DA SVOLGERE
Per favore, indica chi presiedeva il collegio secondo l'ordinanza della Cassazione.
====== ESTRATTO DELLA PAGINA ======
Sentenza Sentenza Cassazione Civile n. 17590 del 21/08/2020

Cassazione civile sez. II, 21/08/2020, (ud. 11/12/2019, dep. 21/08/2020), n.17590

LA CORTE SUPREMA DI CASSAZIONE

SEZIONE SECONDA CIVILE

Composta dagli Ill.mi Sigg.ri Magistrati:

Dott. ORICCHIO Antonio – Presidente –

Dott. CARRATO Aldo – Consigliere –

Dott. ABETE Luigi – Consigliere –

Dott. VARRONE Luca – rel. Consigliere –

Dott. OLIVA Annamaria – Consigliere –

ha pronunciato la seguente:

ORDINANZA

sul ricorso 20838-2016 proposto da:

M.R.M., S.S., elettivamente domiciliati in

ROMA, VIA ANDREA BAFILE 5, presso lo studio dell’avvocato SERGIO

MASSIMO MANCUSI, che li rappresenta e difende;

– ricorrenti –

contro

SA.TI., SA.CL. (OMISSIS), SA.AL.,

elettivamente domiciliati in ROMA, VIA G.P. DA PALESTRINA, 63,

presso lo studio dell’avvocato STEFANIA CONTALDI, che li rappresenta

e difende unitamente all’avvocato GIORGIO VALFRE’;

– controricorrenti –

nonchè contro

SA.CL., (OMISSIS);

– intimati –

avverso la sentenza n. 360/2016 della CORTE D’APPELLO di GENOVA,

depositata il 31/03/2016;

udita la relazione della causa svolta nella camera di consiglio del

11/12/2019 dal Consigliere Dott. VARRONE LUCA.

 

Fatto

FATTI DI CAUSA

1. Il Tribunale di Sanremo, sezione distaccata di Ventimiglia, accoglieva la domanda di Sa.Cl. e Sa.Ti. di accertamento negativo della servitù del loro fondo, sito nel Comune di Ventimiglia, catastalmente censito al foglio (OMISSIS), mappale (OMISSIS), a favore del fondo vicino, catastalmente censito al foglio (OMISSIS), mappale (OMISSIS), di proprietà dei convenuti S.S. e M.R., e condannava i suddetti convenuti ad arretrare la costruzione da essi eretta sul fondo mappale (OMISSIS), rispetto al confine col fondo mappale (OMISSIS), fino alla distanza minima prevista dalle norme di attuazione del piano regolatore generale.
====== MATERIALE MOSTRATO ======
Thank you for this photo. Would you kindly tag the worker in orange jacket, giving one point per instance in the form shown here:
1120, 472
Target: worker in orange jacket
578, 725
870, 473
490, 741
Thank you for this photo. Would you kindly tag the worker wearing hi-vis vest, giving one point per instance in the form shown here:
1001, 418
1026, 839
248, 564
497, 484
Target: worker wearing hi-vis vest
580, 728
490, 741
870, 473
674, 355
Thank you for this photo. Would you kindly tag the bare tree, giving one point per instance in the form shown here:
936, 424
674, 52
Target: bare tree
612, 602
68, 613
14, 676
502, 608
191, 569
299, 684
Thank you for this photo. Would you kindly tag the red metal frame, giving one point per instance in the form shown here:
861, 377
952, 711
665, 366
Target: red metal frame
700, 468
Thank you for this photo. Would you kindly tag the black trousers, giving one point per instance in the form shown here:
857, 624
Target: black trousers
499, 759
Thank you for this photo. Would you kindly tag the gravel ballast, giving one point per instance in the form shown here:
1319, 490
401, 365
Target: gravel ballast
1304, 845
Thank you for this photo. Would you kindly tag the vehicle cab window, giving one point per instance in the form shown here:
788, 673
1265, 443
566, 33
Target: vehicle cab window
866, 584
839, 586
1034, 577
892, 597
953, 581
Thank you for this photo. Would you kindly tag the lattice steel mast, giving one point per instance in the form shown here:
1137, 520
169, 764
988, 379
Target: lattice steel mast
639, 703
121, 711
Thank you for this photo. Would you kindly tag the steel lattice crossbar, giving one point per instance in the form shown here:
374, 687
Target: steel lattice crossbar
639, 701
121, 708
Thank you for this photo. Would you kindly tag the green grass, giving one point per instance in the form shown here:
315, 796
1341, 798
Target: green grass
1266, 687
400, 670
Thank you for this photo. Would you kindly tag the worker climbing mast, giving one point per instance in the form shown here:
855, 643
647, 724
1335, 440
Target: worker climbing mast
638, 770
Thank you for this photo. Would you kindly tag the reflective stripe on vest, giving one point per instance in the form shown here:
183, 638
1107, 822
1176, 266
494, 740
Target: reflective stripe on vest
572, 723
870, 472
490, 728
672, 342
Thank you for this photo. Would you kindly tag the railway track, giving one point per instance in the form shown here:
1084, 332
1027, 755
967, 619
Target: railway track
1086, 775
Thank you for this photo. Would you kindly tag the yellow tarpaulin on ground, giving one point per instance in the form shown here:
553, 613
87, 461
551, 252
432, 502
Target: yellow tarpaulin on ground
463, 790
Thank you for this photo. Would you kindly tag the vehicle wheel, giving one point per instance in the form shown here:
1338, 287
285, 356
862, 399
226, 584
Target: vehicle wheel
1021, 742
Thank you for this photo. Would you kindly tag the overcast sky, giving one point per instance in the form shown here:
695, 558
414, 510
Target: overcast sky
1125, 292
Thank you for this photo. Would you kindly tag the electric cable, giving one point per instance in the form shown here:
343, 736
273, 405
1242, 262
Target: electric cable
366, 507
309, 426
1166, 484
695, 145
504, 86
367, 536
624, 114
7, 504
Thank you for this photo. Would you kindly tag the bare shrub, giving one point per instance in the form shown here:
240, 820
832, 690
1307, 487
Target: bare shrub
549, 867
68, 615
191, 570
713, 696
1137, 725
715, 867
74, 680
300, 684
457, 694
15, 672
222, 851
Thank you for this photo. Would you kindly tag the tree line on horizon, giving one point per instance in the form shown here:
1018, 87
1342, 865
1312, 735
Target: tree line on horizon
======
RISPOSTA AL COMPITO
Il Dott. Antonio Oricchio.